(EXERCISE DESCRIPTION) Rewrite the data from the line with "Drone-based agricultural survey in progress. Pinpoint ultrasound" to the line with "[147,6,249,122]", both lines included, leaving the requests unchanged. Multiply every bounding-box coordinate by 1.45, round each result to a whole number with halves going up, and give only those lines.

(MATERIAL FOR THIS TASK)

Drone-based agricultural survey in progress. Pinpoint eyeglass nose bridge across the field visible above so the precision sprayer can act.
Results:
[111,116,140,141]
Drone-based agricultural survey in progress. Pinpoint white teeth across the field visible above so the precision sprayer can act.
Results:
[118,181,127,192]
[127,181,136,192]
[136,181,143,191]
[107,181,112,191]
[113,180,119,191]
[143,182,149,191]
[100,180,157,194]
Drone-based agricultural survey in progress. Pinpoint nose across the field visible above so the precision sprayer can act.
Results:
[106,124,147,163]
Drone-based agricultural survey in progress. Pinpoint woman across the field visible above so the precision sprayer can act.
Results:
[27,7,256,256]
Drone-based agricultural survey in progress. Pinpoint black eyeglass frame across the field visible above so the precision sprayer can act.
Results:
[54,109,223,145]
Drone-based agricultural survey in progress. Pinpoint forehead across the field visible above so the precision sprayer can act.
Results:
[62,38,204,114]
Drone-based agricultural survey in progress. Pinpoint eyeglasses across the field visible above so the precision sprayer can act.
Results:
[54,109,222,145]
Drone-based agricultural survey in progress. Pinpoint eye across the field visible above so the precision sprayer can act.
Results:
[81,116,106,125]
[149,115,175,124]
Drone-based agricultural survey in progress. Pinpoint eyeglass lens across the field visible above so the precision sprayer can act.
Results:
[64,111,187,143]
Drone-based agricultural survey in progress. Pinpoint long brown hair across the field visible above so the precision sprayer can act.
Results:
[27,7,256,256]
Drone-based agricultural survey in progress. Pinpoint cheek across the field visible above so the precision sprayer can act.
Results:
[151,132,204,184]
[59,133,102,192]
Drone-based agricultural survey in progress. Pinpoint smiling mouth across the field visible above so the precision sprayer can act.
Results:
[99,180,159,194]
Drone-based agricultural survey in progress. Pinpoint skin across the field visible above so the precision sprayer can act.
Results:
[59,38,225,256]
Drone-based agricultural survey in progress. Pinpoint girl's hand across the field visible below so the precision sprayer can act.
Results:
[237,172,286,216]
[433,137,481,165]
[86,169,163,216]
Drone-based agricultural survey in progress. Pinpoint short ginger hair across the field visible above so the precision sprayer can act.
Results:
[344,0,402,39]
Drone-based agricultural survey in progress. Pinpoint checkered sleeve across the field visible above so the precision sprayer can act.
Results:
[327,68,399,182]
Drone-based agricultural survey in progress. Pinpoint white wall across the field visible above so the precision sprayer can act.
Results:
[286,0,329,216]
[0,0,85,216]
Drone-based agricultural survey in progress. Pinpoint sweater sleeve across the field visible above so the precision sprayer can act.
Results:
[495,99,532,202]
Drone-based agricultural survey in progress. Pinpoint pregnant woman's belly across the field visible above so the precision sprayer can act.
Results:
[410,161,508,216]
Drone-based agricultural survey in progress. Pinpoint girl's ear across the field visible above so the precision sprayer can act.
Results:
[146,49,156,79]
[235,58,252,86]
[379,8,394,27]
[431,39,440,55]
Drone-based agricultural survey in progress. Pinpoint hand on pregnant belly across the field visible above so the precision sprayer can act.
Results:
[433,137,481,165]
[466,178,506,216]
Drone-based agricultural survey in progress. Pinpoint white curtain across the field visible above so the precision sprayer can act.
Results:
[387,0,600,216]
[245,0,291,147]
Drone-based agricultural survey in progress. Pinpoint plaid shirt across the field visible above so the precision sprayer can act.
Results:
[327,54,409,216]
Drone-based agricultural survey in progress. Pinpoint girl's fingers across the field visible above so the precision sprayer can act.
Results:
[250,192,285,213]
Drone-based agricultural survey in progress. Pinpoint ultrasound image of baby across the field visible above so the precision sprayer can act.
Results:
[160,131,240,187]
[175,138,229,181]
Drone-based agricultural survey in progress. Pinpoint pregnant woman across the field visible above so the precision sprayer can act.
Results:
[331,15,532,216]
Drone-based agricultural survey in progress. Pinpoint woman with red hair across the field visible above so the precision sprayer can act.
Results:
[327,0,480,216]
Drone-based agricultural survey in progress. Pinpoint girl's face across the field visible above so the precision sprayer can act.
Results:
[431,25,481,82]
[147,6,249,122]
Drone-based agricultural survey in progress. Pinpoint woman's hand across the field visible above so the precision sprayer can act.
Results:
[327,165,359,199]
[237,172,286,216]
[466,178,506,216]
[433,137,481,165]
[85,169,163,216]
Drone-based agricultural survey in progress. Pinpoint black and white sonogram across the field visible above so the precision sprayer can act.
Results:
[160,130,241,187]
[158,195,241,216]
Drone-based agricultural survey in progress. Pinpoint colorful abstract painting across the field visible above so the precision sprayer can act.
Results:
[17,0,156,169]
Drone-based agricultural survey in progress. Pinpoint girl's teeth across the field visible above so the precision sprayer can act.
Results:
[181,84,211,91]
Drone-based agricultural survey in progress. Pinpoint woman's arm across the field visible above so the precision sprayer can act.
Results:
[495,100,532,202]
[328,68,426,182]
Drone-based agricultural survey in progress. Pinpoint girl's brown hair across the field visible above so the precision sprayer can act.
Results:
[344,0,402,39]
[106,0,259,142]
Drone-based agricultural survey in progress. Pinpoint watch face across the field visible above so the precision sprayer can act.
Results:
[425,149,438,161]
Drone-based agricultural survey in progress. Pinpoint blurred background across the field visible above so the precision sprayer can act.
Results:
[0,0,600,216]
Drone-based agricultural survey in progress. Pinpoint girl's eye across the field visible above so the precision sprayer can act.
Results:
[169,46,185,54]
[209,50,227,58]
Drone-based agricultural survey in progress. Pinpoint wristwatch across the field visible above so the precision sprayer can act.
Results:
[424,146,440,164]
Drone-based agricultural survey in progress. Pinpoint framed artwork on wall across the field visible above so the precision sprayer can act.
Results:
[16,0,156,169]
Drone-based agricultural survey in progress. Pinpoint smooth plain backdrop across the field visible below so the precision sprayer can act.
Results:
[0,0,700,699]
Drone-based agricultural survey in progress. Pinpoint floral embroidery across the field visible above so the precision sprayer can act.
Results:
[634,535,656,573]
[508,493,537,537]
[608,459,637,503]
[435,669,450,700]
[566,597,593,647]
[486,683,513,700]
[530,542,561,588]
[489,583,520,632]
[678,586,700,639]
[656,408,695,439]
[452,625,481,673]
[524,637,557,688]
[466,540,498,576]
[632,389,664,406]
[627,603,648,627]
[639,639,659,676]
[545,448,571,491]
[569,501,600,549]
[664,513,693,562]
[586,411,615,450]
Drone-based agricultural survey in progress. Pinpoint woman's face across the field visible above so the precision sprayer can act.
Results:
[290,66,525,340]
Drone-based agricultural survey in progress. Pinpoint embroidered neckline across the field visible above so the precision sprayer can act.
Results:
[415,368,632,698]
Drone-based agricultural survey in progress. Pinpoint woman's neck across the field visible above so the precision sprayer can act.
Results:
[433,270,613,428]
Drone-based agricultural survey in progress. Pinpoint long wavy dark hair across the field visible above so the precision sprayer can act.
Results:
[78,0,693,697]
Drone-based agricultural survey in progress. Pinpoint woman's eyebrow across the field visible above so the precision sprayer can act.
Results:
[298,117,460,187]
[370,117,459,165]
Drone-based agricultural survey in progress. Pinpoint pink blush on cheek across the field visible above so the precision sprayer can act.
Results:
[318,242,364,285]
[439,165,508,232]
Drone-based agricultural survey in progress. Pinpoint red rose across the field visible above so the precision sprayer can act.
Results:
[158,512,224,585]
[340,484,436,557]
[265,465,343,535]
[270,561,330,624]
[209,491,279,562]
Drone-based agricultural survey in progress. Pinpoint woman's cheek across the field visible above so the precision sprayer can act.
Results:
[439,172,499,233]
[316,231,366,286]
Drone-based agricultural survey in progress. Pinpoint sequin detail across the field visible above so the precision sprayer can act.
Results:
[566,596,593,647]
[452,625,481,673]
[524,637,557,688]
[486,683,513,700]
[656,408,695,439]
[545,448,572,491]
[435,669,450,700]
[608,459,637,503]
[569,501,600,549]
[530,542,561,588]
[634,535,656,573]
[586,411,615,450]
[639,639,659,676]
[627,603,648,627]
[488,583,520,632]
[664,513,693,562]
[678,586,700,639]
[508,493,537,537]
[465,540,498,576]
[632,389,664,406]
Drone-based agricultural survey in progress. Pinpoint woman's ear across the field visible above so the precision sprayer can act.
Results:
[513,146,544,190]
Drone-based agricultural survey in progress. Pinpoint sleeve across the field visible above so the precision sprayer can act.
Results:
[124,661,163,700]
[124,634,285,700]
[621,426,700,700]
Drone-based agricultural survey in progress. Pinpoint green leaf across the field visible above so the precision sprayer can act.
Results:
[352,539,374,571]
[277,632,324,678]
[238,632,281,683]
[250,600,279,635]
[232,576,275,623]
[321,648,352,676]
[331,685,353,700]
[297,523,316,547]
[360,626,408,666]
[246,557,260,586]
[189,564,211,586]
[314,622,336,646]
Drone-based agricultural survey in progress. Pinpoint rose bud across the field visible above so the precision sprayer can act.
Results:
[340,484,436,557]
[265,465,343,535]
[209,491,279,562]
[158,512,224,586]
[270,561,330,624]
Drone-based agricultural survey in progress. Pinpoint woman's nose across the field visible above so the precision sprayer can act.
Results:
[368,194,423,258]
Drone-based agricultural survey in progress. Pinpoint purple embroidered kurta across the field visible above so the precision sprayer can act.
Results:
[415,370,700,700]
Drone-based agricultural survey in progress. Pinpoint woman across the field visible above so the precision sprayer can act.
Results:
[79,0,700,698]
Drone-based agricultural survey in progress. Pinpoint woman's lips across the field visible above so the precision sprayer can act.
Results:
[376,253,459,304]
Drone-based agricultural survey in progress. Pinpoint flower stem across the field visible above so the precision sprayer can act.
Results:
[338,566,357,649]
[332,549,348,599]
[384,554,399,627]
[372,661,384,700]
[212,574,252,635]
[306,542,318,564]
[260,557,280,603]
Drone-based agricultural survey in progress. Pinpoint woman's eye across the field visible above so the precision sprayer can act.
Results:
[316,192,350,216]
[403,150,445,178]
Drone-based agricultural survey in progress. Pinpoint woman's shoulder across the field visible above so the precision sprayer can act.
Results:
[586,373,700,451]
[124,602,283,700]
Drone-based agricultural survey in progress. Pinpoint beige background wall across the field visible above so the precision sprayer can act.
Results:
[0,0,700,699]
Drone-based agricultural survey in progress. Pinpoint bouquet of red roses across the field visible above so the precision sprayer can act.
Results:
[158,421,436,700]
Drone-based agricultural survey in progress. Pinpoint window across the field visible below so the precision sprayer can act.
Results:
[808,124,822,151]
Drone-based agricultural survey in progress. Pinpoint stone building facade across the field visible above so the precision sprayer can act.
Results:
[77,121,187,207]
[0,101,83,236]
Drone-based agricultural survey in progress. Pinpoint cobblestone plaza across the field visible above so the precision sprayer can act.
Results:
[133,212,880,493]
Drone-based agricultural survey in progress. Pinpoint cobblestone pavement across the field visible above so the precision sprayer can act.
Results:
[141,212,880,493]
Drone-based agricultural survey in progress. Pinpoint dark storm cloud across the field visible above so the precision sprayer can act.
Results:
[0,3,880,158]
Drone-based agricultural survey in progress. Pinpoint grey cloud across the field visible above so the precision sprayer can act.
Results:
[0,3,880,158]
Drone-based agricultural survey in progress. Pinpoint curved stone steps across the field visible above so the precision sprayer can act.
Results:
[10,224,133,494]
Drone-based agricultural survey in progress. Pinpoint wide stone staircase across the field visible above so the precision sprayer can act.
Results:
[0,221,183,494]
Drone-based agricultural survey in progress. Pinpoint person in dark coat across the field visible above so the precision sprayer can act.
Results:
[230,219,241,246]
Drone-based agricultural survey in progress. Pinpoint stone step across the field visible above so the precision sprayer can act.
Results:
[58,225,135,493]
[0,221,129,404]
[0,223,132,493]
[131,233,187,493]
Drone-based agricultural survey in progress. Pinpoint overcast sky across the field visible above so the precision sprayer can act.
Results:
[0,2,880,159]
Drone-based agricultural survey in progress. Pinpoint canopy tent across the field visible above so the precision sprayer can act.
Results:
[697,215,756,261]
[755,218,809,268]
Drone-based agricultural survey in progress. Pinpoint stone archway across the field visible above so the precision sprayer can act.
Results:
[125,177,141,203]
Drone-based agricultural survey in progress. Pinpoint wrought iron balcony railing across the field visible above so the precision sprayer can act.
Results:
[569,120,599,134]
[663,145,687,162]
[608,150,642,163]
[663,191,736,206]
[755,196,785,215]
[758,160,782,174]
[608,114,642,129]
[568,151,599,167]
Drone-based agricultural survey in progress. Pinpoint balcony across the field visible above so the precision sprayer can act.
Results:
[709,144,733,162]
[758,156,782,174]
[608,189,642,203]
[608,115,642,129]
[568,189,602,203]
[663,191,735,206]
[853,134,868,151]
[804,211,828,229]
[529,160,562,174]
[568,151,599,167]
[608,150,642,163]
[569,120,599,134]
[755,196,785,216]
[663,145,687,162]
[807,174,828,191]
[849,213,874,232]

(TASK RESPONSE)
Drone-based agricultural survey in progress. Pinpoint ultrasound image of baby across the field visible above so the precision sprayer can act.
Results:
[232,190,348,271]
[254,200,332,262]
Drone-based agricultural survey in progress. Pinpoint pregnant woman across the field visible above so the precision sprayer can act.
Results:
[480,22,771,313]
Drone-based agricultural survey in progress. Pinpoint woman with red hair across the field visible above so the precision sprayer can act.
Results:
[474,0,696,313]
Drone-based agricultural survey in progress. Pinpoint girl's face across the field visible above so the precision sprayer can act.
Results:
[625,36,697,119]
[213,9,361,177]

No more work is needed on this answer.